##### Text for analysis #####

You are viewing a plain text version of this content. The canonical link for it is here.
Posted to modperl@perl.apache.org by "Cahill, Earl" <ec...@corp.untd.com> on 2005/05/23 23:27:40 UTC

queue system using mod_perl2/apache2

I am wondering a couple things

 

First, are there any good, open source, perl-based queue systems out there?
I think I would like a stable, centralized daemon, which likely rules out
many systems.

 

Second, is anyone interesting in working on a queue system with
mod_perl2/apache2 as it's basis, using the mod_echo, arbitrary protocol
stuff?

 

Basically, you would register servers and jobs with the daemon, and then the
daemon would give jobs out, perhaps wait for them to finish and then return
appropriate output.  The system would also handle job dependencies.

I would like to be pretty open, and would hope to easily handle some basic
job types, like 

 

1.	for each row returned from a db query, do something with it
2.	watch a filesystem for changes to a directory or file and act
accordingly
3.	be fast enough to serve web hits through it, like maybe 1/100 second
system overhead
4.	have a flat file and do something for each line in it
5.	be able to rather arbitrarily add little jobs, as in a web crawler
running in parallel

 

I think using mod_perl2/apache2 would be ideal.  Could use apache2 to give
jobs to non-mod_perl processes if desired.  I think that if apache2 could
manage forking, children and the like that would save many headaches.

#####

_What you need to do_.
1/ Answer these questions using the queue system post:
(a) To which mailing list address was the post sent?
(b) Besides giving out jobs, what else would the proposed system handle?
(c) What amount of system overhead does the post suggest for serving web hits through the system?
2/ Copy the queue system post verbatim from "I am wondering" to "many systems.".
3/ List every basic job type that the queue system post says the system should easily handle.

##### Data extract #####

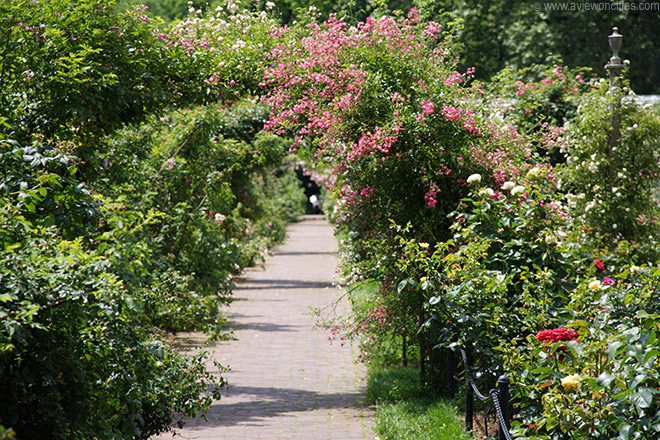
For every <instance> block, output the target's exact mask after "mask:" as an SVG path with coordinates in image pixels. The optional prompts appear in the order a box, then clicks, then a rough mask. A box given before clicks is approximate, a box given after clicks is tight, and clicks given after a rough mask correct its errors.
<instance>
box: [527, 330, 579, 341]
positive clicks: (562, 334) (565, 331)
mask: <svg viewBox="0 0 660 440" xmlns="http://www.w3.org/2000/svg"><path fill="white" fill-rule="evenodd" d="M536 339H537V340H539V341H541V342H547V343H554V342H559V341H577V340H578V332H577V331H575V330H571V329H567V328H563V327H559V328H553V329H547V330H541V331H540V332H538V333H537V334H536Z"/></svg>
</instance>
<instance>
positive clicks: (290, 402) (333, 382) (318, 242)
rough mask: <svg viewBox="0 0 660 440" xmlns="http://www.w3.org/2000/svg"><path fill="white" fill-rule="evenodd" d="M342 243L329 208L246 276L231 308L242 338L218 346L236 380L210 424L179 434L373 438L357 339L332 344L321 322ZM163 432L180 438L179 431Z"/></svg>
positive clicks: (217, 358)
mask: <svg viewBox="0 0 660 440" xmlns="http://www.w3.org/2000/svg"><path fill="white" fill-rule="evenodd" d="M336 252H337V245H336V241H335V238H334V235H333V229H332V226H330V225H329V224H328V223H327V222H326V221H325V219H324V218H323V217H321V216H304V217H303V219H302V221H301V222H299V223H295V224H293V225H291V226H290V227H289V230H288V238H287V240H286V241H285V243H284V244H282V245H280V246H278V247H276V248H275V249H274V250H273V256H272V257H270V258H268V259H267V261H266V266H265V270H264V269H252V270H250V271H248V272H247V273H246V275H245V277H244V281H242V282H240V283H239V284H238V288H237V290H236V291H235V293H234V297H235V298H236V300H235V301H234V302H233V303H232V304H231V306H230V307H229V308H228V312H227V318H228V325H229V328H230V329H232V330H233V331H234V335H235V336H236V338H237V340H236V341H223V342H218V343H216V344H214V345H213V346H212V347H211V348H210V351H212V352H213V355H214V357H215V359H216V360H217V361H218V362H220V364H222V365H224V366H225V367H229V368H231V370H230V371H229V372H226V373H224V374H223V375H224V377H225V378H226V379H227V380H228V382H229V388H228V389H226V390H224V392H223V397H222V399H221V400H220V401H218V402H214V404H213V405H212V406H211V409H210V410H209V413H208V419H209V420H208V422H205V421H203V420H191V421H189V422H188V423H187V424H186V426H185V427H184V429H182V430H179V431H178V433H177V437H176V438H184V439H225V440H238V439H253V440H279V439H287V440H295V439H300V440H303V439H304V440H335V439H336V440H358V439H359V440H373V439H375V438H376V437H375V435H374V434H373V432H372V430H371V423H372V422H371V413H370V410H369V409H368V408H367V407H366V406H365V405H364V404H363V402H362V398H363V389H364V385H365V383H364V371H363V369H362V366H361V365H360V364H358V363H356V362H355V359H356V357H357V353H355V351H354V349H353V348H352V347H351V346H350V345H344V346H341V344H339V343H336V342H335V343H333V344H330V342H329V341H328V334H327V333H326V332H324V331H322V330H318V329H314V324H315V322H316V321H315V317H314V316H313V315H312V313H311V312H310V307H323V306H325V305H327V304H329V303H330V302H331V301H332V300H333V299H334V298H337V297H339V296H340V295H341V291H339V290H338V289H337V288H336V287H333V280H334V278H335V269H336V266H337V259H336ZM159 438H161V439H167V438H173V437H172V435H171V434H170V435H167V436H161V437H159Z"/></svg>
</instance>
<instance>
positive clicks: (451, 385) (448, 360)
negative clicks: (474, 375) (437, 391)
mask: <svg viewBox="0 0 660 440" xmlns="http://www.w3.org/2000/svg"><path fill="white" fill-rule="evenodd" d="M447 386H448V389H449V395H450V396H451V397H455V396H456V354H455V353H454V350H452V349H451V348H448V349H447Z"/></svg>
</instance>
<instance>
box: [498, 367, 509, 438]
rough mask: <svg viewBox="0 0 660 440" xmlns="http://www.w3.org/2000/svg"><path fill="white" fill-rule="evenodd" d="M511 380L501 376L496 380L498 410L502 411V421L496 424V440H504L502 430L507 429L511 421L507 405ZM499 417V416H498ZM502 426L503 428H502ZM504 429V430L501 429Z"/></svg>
mask: <svg viewBox="0 0 660 440" xmlns="http://www.w3.org/2000/svg"><path fill="white" fill-rule="evenodd" d="M510 383H511V380H510V379H509V376H506V375H502V376H500V377H499V378H498V379H497V390H498V398H499V399H498V400H499V402H500V409H501V411H502V420H500V423H499V424H498V427H497V428H498V429H497V439H498V440H506V438H507V437H506V435H505V433H504V430H505V429H506V430H508V429H509V425H510V421H511V404H510V403H509V401H510V399H511V396H510V395H509V384H510ZM498 417H499V415H498ZM502 425H504V426H502ZM503 428H504V429H503Z"/></svg>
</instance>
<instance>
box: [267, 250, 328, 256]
mask: <svg viewBox="0 0 660 440" xmlns="http://www.w3.org/2000/svg"><path fill="white" fill-rule="evenodd" d="M278 255H332V256H336V255H337V251H300V252H298V251H288V252H277V251H273V256H278Z"/></svg>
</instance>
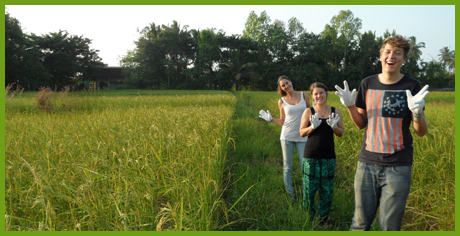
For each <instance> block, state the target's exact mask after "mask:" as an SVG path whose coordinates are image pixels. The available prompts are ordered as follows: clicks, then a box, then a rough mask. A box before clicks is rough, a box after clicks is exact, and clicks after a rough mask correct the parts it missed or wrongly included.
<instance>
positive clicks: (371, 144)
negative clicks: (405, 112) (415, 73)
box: [365, 89, 407, 154]
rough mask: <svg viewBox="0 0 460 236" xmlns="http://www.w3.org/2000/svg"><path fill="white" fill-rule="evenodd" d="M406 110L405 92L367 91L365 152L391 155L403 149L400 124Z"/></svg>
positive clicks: (401, 136)
mask: <svg viewBox="0 0 460 236" xmlns="http://www.w3.org/2000/svg"><path fill="white" fill-rule="evenodd" d="M406 108H407V99H406V91H401V90H374V89H369V90H368V91H367V94H366V110H367V118H368V126H367V130H366V139H365V142H366V150H368V151H370V152H376V153H384V154H392V153H395V152H397V151H399V150H402V149H404V141H403V131H402V124H403V118H404V115H405V112H406Z"/></svg>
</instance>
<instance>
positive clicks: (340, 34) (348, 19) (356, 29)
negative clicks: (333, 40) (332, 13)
mask: <svg viewBox="0 0 460 236" xmlns="http://www.w3.org/2000/svg"><path fill="white" fill-rule="evenodd" d="M361 27H362V23H361V19H359V18H357V17H356V18H355V17H354V15H353V12H351V11H350V10H347V11H344V10H341V11H340V12H339V14H338V15H336V16H334V17H332V19H331V24H330V25H326V29H330V28H332V29H334V30H335V32H336V33H337V36H338V40H337V43H338V44H339V47H338V48H340V49H341V50H342V52H343V57H342V60H343V61H341V63H342V69H343V70H345V68H346V66H347V54H348V51H350V50H353V49H354V48H355V47H356V45H357V41H358V39H359V36H360V32H359V31H360V30H361ZM328 32H329V30H327V31H325V34H327V33H328ZM330 36H332V35H330Z"/></svg>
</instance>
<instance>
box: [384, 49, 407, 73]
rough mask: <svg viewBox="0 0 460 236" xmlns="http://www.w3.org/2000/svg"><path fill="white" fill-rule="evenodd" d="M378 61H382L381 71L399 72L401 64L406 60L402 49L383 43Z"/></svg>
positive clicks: (403, 62) (401, 65)
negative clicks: (383, 46) (382, 45)
mask: <svg viewBox="0 0 460 236" xmlns="http://www.w3.org/2000/svg"><path fill="white" fill-rule="evenodd" d="M380 62H381V63H382V72H386V73H399V71H400V70H401V67H402V64H403V63H405V62H406V59H405V58H404V49H402V48H399V47H394V46H392V45H390V44H388V43H387V44H385V47H384V48H382V50H381V51H380Z"/></svg>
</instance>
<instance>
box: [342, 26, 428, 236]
mask: <svg viewBox="0 0 460 236" xmlns="http://www.w3.org/2000/svg"><path fill="white" fill-rule="evenodd" d="M409 49H410V43H409V41H408V40H407V39H406V38H404V37H402V36H399V35H397V36H393V37H390V38H387V39H386V40H385V41H384V43H383V45H382V47H381V49H380V62H381V63H382V73H380V74H377V75H372V76H369V77H367V78H365V79H364V80H363V81H362V82H361V85H360V87H359V90H358V93H356V89H354V90H353V92H351V93H350V90H349V88H348V84H347V82H346V81H344V89H341V88H340V87H339V86H337V85H336V86H335V88H336V89H337V92H336V94H337V95H338V96H339V97H340V100H341V102H342V103H343V104H344V105H345V106H346V107H347V108H348V112H349V113H350V116H351V119H352V120H353V122H354V123H355V125H356V126H357V127H358V128H359V129H363V128H366V131H365V133H364V140H363V144H362V147H361V152H360V155H359V162H358V168H357V170H356V176H355V182H354V188H355V215H354V217H353V222H352V225H351V228H350V230H369V229H370V227H371V225H372V223H373V221H374V218H375V215H376V212H377V208H378V207H379V205H380V215H379V224H380V228H381V229H382V230H400V229H401V221H402V218H403V217H404V211H405V207H406V200H407V197H408V196H409V191H410V185H411V172H412V162H413V146H412V142H413V139H412V135H411V132H410V130H409V127H410V125H411V123H412V124H413V128H414V131H415V133H416V134H417V135H418V136H423V135H425V134H426V133H427V132H428V123H427V121H426V119H425V115H424V105H425V101H424V98H425V96H426V95H427V94H428V93H429V92H428V91H427V89H428V85H426V86H425V87H424V88H423V89H421V86H420V82H419V81H418V80H416V79H414V78H412V77H409V76H407V75H403V74H401V73H400V69H401V67H402V65H403V64H404V63H405V62H406V59H407V55H408V53H409ZM412 94H416V95H415V96H412ZM355 102H356V103H355Z"/></svg>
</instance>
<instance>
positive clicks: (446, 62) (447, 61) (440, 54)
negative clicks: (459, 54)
mask: <svg viewBox="0 0 460 236" xmlns="http://www.w3.org/2000/svg"><path fill="white" fill-rule="evenodd" d="M438 56H439V60H440V61H441V63H442V64H443V65H444V66H445V67H447V68H449V70H455V50H452V51H451V50H450V49H449V48H448V47H443V48H441V49H440V50H439V54H438Z"/></svg>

#####

_Outputs by task_.
1/
(a) modperl@perl.apache.org
(b) Job dependencies
(c) Maybe 1/100 second

2/
I am wondering a couple things

 

First, are there any good, open source, perl-based queue systems out there?
I think I would like a stable, centralized daemon, which likely rules out
many systems.

3/
1. For each row returned from a db query, do something with it
2. Watch a filesystem for changes to a directory or file and act accordingly
3. Be fast enough to serve web hits through it, like maybe 1/100 second system overhead
4. Have a flat file and do something for each line in it
5. Be able to rather arbitrarily add little jobs, as in a web crawler running in parallel